(Problem): Extract every record, keeping each one exactly as it is.

** start of Records supplied **

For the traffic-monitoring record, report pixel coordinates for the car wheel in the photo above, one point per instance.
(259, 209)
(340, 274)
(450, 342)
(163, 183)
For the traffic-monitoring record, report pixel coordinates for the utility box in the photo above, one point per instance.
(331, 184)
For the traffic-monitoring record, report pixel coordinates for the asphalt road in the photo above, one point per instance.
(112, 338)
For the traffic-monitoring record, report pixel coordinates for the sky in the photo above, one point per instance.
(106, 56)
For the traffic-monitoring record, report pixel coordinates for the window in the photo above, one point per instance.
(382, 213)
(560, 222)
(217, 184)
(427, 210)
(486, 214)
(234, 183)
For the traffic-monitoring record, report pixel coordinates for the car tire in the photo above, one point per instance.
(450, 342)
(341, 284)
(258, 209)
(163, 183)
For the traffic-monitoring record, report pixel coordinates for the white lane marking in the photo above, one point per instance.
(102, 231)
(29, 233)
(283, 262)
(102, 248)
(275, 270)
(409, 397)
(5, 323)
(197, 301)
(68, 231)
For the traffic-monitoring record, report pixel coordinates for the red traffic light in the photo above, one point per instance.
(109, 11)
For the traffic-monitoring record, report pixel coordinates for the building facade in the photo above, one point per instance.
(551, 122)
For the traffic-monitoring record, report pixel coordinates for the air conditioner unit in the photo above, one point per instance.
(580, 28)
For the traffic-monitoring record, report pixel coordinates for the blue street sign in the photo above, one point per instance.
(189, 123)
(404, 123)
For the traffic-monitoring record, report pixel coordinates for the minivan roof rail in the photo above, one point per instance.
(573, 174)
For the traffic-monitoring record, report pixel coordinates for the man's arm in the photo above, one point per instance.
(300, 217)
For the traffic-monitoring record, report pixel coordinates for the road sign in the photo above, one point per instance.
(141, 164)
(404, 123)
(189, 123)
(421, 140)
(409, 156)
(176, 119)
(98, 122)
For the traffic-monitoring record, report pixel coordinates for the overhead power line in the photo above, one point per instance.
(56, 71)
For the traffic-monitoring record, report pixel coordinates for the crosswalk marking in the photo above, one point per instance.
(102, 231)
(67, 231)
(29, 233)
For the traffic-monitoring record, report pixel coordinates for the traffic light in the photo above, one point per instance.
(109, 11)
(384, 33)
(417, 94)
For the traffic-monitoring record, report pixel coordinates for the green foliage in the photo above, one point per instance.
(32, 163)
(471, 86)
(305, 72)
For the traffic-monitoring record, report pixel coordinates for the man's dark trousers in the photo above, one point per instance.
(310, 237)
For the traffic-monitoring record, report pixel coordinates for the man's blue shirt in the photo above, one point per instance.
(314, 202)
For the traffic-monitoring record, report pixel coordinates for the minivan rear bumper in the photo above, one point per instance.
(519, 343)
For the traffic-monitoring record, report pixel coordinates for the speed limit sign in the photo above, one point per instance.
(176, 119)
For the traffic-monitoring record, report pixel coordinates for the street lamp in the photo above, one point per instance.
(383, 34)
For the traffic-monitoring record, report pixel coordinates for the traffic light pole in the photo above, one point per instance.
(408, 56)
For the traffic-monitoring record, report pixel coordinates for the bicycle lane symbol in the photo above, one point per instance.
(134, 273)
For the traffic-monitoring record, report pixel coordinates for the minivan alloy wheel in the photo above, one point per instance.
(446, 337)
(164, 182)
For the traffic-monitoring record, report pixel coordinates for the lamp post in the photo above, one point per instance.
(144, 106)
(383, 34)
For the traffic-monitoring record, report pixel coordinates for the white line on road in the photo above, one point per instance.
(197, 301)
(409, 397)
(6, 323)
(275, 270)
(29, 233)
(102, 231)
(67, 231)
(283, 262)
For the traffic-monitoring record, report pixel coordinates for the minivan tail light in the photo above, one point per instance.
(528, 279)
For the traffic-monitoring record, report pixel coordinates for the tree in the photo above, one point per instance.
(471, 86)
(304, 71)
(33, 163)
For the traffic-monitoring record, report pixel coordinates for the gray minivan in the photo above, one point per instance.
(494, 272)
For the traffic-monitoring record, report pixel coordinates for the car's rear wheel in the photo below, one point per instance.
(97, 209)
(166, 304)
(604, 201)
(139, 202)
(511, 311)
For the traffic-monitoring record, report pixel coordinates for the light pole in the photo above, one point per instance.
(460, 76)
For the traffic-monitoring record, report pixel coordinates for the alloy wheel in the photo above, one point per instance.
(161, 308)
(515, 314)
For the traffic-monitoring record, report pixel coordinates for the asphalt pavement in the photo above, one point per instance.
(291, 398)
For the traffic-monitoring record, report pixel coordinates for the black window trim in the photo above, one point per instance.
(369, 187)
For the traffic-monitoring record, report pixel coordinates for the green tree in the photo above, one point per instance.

** end of Records supplied **

(Response to this task):
For the traffic-monitoring record, report pixel coordinates for the car wheel in the photo above, one point per instance.
(259, 209)
(340, 274)
(450, 342)
(163, 183)
For the traffic-monitoring record, report pixel coordinates for the utility box in the photo above, one point per instance.
(331, 184)
For the traffic-monitoring record, report pixel coordinates for the asphalt road in the photo above, one point per instance.
(112, 338)
For the traffic-monitoring record, report pixel coordinates for the sky in the photo above, one point per instance.
(106, 56)
For the traffic-monitoring record, report pixel coordinates for the window in the photo above, one point per instance.
(382, 213)
(560, 222)
(217, 184)
(427, 210)
(486, 214)
(234, 183)
For the traffic-monitoring record, report pixel coordinates for the car tire in the photo above, one point per instance.
(450, 342)
(341, 284)
(258, 209)
(163, 183)
For the traffic-monitoring record, report pixel coordinates for the white lane marking in the photo above, one point per instance.
(102, 231)
(29, 233)
(283, 262)
(102, 248)
(275, 270)
(409, 397)
(5, 323)
(197, 301)
(68, 231)
For the traffic-monitoring record, report pixel coordinates for the red traffic light in the photo above, one point per instance.
(109, 11)
For the traffic-monitoring record, report pixel coordinates for the building facade in the photo above, one point per instance.
(551, 122)
For the traffic-monitoring record, report pixel coordinates for the air conditioner unit in the photo above, one point per instance.
(580, 28)
For the traffic-monitoring record, report pixel coordinates for the blue street sign in the photo above, one point per instance.
(189, 123)
(404, 123)
For the traffic-monitoring record, report pixel coordinates for the minivan roof rail in the photo above, one point per instance.
(573, 174)
For the traffic-monitoring record, report pixel coordinates for the man's arm in the photo above, one point per instance.
(300, 217)
For the traffic-monitoring record, report pixel coordinates for the road sign in the photo above, one point per instance.
(141, 164)
(404, 123)
(189, 123)
(421, 140)
(409, 156)
(176, 119)
(98, 122)
For the traffic-monitoring record, report pixel coordinates for the overhead power line in the photo above, one point per instance.
(56, 71)
For the traffic-monitoring record, report pixel coordinates for the crosswalk marking in the photo above, one point per instance.
(102, 231)
(67, 231)
(29, 233)
For the traffic-monitoring record, report pixel coordinates for the traffic light in the photo above, one point per instance.
(109, 11)
(384, 33)
(417, 94)
For the traffic-monitoring record, report pixel coordinates for the green foliage in the photo above, one point per instance.
(32, 163)
(471, 86)
(305, 72)
For the traffic-monitoring record, report pixel coordinates for the man's dark trousers in the photo above, one point per instance.
(310, 237)
For the traffic-monitoring record, report pixel coordinates for the man's blue shirt in the photo above, one point per instance.
(314, 202)
For the traffic-monitoring record, report pixel coordinates for the minivan rear bumper in the photo above, one point per instance.
(519, 343)
For the traffic-monitoring record, report pixel coordinates for the speed limit sign in the photo above, one point per instance.
(176, 119)
For the traffic-monitoring record, report pixel coordinates for the street lamp in the photo above, one point per instance.
(383, 34)
For the traffic-monitoring record, report pixel coordinates for the traffic light pole in the photo above, one point per instance.
(408, 56)
For the traffic-monitoring record, report pixel coordinates for the bicycle lane symbol in the photo above, one point per instance.
(134, 273)
For the traffic-monitoring record, report pixel coordinates for the minivan alloy wheel in the photo above, one point per instance.
(446, 337)
(164, 182)
For the traffic-monitoring record, report pixel coordinates for the lamp post in the photo above, one point per instance.
(144, 106)
(383, 34)
For the traffic-monitoring record, report pixel coordinates for the white line on road in the photo above, one point per instance.
(197, 301)
(409, 397)
(6, 323)
(275, 270)
(29, 233)
(102, 231)
(67, 231)
(283, 262)
For the traffic-monitoring record, report pixel coordinates for the minivan tail light in the photo above, one point per instance.
(528, 279)
For the traffic-monitoring record, report pixel coordinates for the tree in the photo above, one point per instance.
(471, 86)
(304, 71)
(33, 163)
For the traffic-monitoring record, report pixel coordinates for the gray minivan in the photo above, one point per instance.
(494, 272)
For the traffic-monitoring record, report pixel coordinates for the car's rear wheel in the photo below, one point per instance.
(97, 209)
(166, 304)
(604, 201)
(139, 202)
(511, 311)
For the traffic-monitoring record, report pixel coordinates for the light pole in the photo above, one point per instance.
(460, 76)
For the traffic-monitoring record, report pixel coordinates for the alloy wheel in the photo above, one point per instance.
(161, 308)
(515, 314)
For the traffic-monitoring record, report pixel coordinates for the asphalt pavement in the photo above, one point per instance.
(291, 398)
For the traffic-monitoring record, report pixel coordinates for the black window trim in the photo above, one point per instance.
(369, 187)
For the traffic-monitoring record, report pixel coordinates for the green tree in the photo above, one point per instance.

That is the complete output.